• [提供された文章]
さまざまな事情で『みんなの栄養管理講座』が終わった時は、気持ちとしても落ち込んだのですが、臨床栄養の領域に小さくてもいいから刺激を与えたいという思いが強く、当研究部門のホームページで掲載するという方法を選択しました。執筆スタイルもほぼ同じですが、字数制限がなくなったため、写真の数はふえ、1回の文字数は1万字を超えるという状況になってしまいました。自分で制限をかけるしかなくなってしまいました。写真の数が20を超え、字数が1万字ということになると、読むのに時間がかかる、と思っておられるかもしれませんが、お許しください。このような事情ですので、読んでいただいている方は非常に少ないのではないかという不安にもかられます。ホームページ上での掲載なので、どのくらいの方に読んでいただいているのか、全くわかりません。時々、読んでいます、というお声掛けをいただくと、非常にうれしく思ったりしております。
会話は、ゼン先生と小越先生の間で行われます。ここで小越先生のお名前をお借りしているのは、私の勝手な意見を、大きく包んでいただける、というイメージがあるからです。小越先生がお亡くなりになって既に4年が過ぎました。臨床栄養の領域で小越先生のことを知らない方も多いと思います。しかし、私自身の中には生きておられます。会話をする中で、小越先生が話しかけてくださいます。小越先生が、この静脈栄養・経腸栄養の領域に対して考えておられた内容を想像しながら、自分はその遺志を引き継ぐのだ、という思いで会話させていただいているように思います。

• [利用できるデータ]

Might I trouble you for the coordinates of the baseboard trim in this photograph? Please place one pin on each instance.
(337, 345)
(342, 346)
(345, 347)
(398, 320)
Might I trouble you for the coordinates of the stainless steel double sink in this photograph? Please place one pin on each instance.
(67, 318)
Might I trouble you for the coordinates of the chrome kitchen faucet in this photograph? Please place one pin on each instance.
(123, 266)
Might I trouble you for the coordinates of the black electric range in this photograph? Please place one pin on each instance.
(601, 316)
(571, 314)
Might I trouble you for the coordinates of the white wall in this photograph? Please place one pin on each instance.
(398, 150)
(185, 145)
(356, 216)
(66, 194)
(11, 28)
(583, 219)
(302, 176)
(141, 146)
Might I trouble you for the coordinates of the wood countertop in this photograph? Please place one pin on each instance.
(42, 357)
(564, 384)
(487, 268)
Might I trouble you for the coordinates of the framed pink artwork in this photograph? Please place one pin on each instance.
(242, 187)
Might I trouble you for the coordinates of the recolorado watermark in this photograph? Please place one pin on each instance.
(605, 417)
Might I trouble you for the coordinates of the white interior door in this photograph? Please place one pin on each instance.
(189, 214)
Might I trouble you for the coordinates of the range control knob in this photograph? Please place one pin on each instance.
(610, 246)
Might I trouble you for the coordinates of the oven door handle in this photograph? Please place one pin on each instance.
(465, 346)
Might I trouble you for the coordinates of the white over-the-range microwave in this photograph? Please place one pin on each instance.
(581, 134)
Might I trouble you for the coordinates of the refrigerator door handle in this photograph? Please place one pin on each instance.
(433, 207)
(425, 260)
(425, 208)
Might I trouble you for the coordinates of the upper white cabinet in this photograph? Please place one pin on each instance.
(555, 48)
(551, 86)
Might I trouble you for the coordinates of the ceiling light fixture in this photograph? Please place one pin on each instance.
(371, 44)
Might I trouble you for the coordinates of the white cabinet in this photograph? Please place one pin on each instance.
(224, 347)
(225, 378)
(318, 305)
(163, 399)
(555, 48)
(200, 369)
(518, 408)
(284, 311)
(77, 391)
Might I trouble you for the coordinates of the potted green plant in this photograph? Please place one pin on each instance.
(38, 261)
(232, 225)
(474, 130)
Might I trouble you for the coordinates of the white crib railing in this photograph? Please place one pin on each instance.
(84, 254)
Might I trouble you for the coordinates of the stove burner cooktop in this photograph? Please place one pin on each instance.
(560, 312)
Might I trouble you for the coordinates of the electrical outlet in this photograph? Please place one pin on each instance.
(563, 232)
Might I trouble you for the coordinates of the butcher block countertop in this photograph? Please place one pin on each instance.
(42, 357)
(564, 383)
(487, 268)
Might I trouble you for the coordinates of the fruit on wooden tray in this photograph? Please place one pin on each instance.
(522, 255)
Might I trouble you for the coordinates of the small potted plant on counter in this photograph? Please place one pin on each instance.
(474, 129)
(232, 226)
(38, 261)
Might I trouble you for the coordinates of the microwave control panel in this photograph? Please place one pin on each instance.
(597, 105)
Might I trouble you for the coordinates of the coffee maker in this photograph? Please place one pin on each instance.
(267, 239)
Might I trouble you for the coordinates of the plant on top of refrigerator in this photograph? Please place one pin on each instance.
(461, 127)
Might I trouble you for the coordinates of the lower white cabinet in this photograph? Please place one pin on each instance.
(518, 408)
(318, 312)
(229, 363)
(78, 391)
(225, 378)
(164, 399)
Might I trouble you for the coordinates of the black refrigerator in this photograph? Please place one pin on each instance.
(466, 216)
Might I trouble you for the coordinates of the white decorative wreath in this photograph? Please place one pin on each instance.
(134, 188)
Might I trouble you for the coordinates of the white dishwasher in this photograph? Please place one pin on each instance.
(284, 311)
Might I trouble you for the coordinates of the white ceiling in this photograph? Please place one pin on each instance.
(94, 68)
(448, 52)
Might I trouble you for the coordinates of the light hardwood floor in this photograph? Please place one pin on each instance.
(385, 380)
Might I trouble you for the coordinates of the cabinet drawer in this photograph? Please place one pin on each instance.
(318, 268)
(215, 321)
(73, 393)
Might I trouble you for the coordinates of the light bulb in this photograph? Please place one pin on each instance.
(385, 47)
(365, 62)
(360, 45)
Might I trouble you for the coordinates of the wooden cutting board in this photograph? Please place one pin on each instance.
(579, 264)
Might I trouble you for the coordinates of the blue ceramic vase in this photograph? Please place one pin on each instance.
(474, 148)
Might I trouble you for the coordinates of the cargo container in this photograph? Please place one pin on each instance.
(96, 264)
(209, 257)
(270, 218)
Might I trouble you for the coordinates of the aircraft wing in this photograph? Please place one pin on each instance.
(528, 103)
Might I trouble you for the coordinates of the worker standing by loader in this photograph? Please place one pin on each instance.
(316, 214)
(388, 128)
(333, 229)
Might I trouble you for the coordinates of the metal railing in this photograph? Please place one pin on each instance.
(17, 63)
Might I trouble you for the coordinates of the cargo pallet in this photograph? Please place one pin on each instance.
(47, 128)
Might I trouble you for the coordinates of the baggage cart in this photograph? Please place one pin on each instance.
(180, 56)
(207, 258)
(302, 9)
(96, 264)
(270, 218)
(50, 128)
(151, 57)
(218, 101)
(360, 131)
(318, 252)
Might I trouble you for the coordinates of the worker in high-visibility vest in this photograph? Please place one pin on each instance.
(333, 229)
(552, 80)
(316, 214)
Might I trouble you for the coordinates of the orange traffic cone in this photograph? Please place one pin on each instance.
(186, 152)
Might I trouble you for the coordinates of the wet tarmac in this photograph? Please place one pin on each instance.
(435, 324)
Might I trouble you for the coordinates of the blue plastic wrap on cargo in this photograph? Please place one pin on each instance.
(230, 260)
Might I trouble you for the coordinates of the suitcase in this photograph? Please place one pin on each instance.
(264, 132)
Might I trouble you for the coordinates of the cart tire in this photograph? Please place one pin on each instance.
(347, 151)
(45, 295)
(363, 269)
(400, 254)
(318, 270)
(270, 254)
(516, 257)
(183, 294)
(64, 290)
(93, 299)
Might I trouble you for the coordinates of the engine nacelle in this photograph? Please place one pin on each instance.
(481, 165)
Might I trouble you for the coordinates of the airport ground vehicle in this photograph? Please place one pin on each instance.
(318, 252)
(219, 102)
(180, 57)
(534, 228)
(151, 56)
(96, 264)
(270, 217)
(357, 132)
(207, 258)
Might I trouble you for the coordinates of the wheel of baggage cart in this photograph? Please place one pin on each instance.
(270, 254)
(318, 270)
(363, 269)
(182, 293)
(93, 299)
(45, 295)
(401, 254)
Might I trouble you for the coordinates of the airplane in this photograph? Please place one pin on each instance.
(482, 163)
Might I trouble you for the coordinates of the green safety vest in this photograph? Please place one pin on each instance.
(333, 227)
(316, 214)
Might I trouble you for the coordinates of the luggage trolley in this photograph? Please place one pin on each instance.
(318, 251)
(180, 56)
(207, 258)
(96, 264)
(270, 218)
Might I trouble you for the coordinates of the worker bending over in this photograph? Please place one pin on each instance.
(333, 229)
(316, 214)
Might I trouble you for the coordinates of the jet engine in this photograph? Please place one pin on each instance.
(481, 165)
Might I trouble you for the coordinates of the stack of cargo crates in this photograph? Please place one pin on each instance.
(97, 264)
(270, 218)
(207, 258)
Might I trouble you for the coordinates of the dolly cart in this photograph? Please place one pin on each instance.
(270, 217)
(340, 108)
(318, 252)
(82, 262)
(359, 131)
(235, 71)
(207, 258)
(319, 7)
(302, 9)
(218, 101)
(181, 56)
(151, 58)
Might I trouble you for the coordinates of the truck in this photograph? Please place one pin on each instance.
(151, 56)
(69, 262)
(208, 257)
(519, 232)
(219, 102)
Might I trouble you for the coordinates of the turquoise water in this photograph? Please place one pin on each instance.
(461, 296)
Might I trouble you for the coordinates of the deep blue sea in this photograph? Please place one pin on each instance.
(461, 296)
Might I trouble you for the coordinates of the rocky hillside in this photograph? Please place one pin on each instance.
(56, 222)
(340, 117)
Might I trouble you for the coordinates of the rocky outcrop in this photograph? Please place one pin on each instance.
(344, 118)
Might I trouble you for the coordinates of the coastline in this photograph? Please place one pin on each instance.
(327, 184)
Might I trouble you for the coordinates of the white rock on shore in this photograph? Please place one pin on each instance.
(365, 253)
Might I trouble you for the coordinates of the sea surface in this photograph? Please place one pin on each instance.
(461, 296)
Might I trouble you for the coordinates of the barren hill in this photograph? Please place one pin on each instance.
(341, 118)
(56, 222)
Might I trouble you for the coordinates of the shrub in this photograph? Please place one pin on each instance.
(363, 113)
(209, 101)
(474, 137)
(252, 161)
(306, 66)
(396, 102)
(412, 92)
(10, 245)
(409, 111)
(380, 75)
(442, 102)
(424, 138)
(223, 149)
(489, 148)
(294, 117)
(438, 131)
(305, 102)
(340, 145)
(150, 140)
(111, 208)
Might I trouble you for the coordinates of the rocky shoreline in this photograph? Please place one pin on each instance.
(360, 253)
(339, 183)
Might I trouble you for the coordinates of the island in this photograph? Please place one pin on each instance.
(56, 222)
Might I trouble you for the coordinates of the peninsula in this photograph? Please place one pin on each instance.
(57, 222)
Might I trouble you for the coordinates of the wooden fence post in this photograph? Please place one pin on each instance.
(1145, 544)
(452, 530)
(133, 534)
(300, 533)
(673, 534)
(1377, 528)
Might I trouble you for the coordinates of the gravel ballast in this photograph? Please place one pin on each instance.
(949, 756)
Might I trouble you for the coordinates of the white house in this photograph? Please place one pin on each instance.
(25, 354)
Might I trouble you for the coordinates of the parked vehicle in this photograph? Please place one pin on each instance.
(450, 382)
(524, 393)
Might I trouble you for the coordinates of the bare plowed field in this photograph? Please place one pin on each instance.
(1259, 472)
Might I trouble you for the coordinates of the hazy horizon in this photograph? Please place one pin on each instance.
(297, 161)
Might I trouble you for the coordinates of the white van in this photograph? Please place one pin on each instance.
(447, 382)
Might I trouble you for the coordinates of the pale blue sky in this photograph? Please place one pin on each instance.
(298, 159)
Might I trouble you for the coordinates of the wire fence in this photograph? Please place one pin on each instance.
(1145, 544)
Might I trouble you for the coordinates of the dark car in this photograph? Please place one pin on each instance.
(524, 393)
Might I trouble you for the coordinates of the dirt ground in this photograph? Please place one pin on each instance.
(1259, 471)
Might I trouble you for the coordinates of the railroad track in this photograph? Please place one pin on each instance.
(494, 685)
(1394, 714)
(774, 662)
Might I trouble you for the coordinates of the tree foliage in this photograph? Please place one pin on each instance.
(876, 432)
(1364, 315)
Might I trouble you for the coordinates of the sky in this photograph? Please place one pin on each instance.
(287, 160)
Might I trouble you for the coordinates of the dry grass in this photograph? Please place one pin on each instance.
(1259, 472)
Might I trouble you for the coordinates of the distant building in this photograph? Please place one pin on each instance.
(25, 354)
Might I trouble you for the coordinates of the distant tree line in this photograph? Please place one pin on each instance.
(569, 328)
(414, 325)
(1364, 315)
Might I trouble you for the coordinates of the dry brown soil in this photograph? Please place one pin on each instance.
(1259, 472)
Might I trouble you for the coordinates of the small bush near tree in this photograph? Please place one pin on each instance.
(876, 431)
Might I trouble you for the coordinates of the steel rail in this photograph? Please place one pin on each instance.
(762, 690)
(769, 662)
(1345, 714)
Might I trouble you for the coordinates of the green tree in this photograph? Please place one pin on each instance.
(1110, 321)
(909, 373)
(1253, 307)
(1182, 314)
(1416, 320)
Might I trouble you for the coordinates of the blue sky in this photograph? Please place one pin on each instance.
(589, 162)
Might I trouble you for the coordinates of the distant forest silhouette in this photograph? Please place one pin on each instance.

• [課題]
提供された文章について、次の問いに答えてください。
1. 『みんなの栄養管理講座』が終わったあと、どこで掲載する方法を選んだか。
2. 字数制限がなくなった結果、1回の文字数はどうなったか。
3. 小越先生が亡くなってから、どのくらいの年月が過ぎたか。

• [課題の解答]
1. 当研究部門のホームページ
2. 1万字を超えるようになった。
3. 4年